Pull out every line in the rows below that contains the word "foot", copying each line unchanged.

§ §

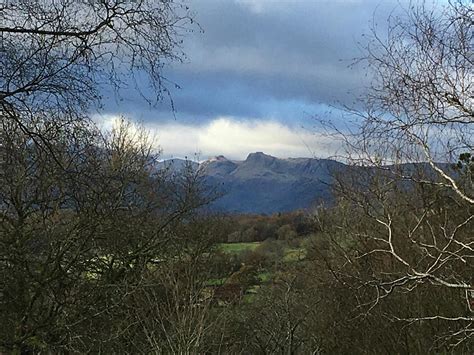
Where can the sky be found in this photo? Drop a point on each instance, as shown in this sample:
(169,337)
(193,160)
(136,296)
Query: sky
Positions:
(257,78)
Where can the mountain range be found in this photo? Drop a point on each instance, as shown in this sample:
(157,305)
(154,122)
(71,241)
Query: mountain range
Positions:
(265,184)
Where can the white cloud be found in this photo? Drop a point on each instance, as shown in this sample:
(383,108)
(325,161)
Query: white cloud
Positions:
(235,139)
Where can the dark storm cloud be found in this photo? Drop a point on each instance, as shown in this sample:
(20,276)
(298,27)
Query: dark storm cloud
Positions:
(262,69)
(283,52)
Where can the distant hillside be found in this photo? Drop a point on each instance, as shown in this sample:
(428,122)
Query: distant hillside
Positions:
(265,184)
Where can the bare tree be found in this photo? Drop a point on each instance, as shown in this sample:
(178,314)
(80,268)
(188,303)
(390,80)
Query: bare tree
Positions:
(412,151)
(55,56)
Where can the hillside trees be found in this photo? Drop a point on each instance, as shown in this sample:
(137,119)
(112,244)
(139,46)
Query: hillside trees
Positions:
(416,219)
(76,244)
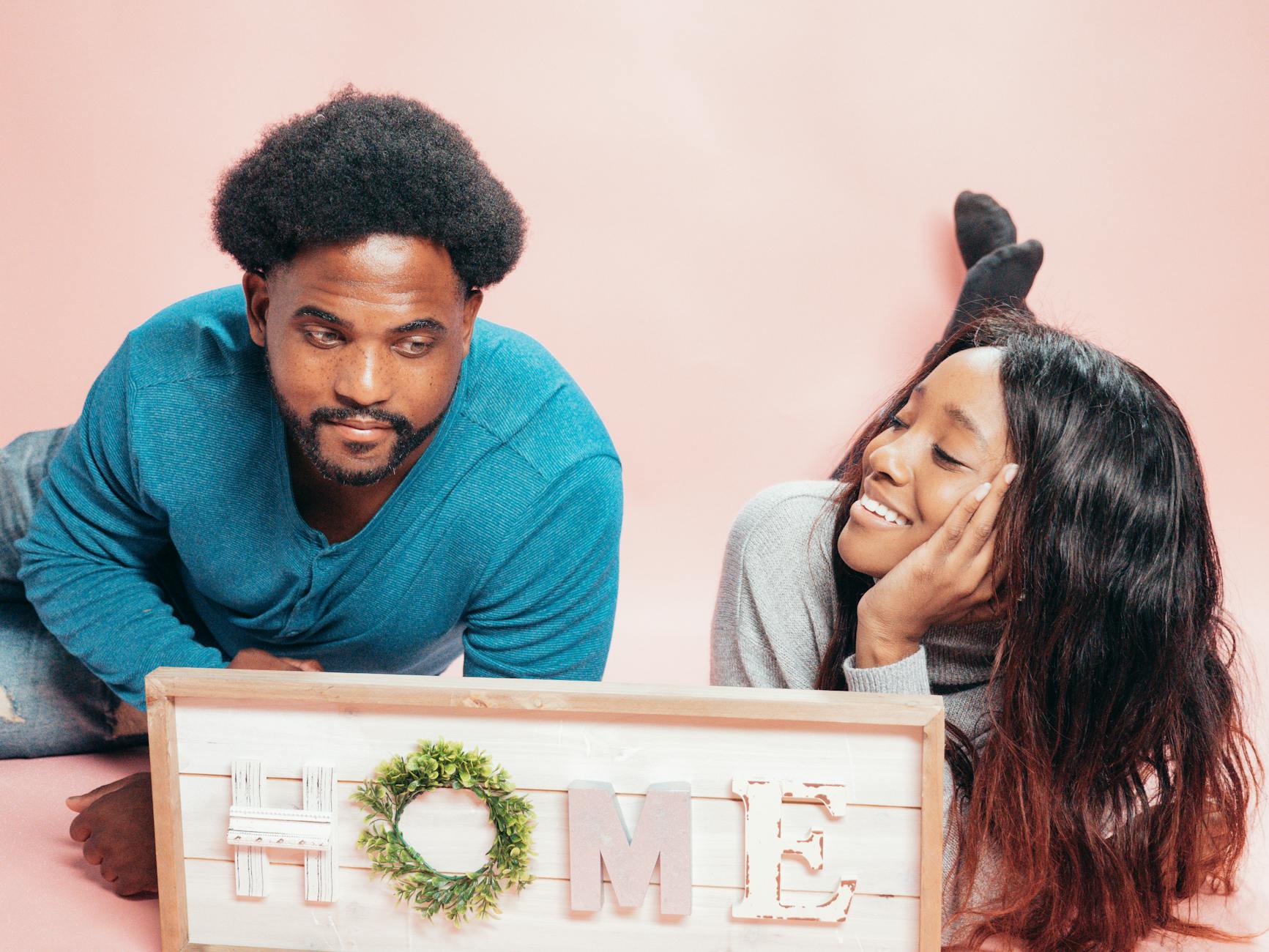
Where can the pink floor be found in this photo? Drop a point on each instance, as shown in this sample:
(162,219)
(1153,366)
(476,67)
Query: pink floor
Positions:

§ §

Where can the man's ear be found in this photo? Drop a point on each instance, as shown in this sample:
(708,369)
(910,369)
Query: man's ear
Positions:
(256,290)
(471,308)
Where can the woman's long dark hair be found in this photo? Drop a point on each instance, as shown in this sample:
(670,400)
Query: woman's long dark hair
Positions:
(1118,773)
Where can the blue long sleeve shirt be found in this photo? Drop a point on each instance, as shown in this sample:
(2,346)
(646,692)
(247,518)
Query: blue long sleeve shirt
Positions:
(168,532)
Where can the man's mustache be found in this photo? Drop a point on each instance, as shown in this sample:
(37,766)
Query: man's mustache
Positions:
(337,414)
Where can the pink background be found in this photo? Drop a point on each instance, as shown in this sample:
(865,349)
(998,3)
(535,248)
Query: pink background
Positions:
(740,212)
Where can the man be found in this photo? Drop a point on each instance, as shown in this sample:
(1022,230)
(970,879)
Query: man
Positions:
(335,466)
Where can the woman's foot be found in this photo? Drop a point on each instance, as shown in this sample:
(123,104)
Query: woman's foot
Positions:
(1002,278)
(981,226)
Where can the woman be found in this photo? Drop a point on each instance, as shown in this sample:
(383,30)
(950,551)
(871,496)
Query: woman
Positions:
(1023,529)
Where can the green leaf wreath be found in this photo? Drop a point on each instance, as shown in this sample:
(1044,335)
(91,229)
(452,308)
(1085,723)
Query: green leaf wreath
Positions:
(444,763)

§ §

◆ **WRITTEN RESPONSE**
Where can the woman's foot be found in this photo? Drop a point on each instance, as shown in this sample:
Query: woman's foot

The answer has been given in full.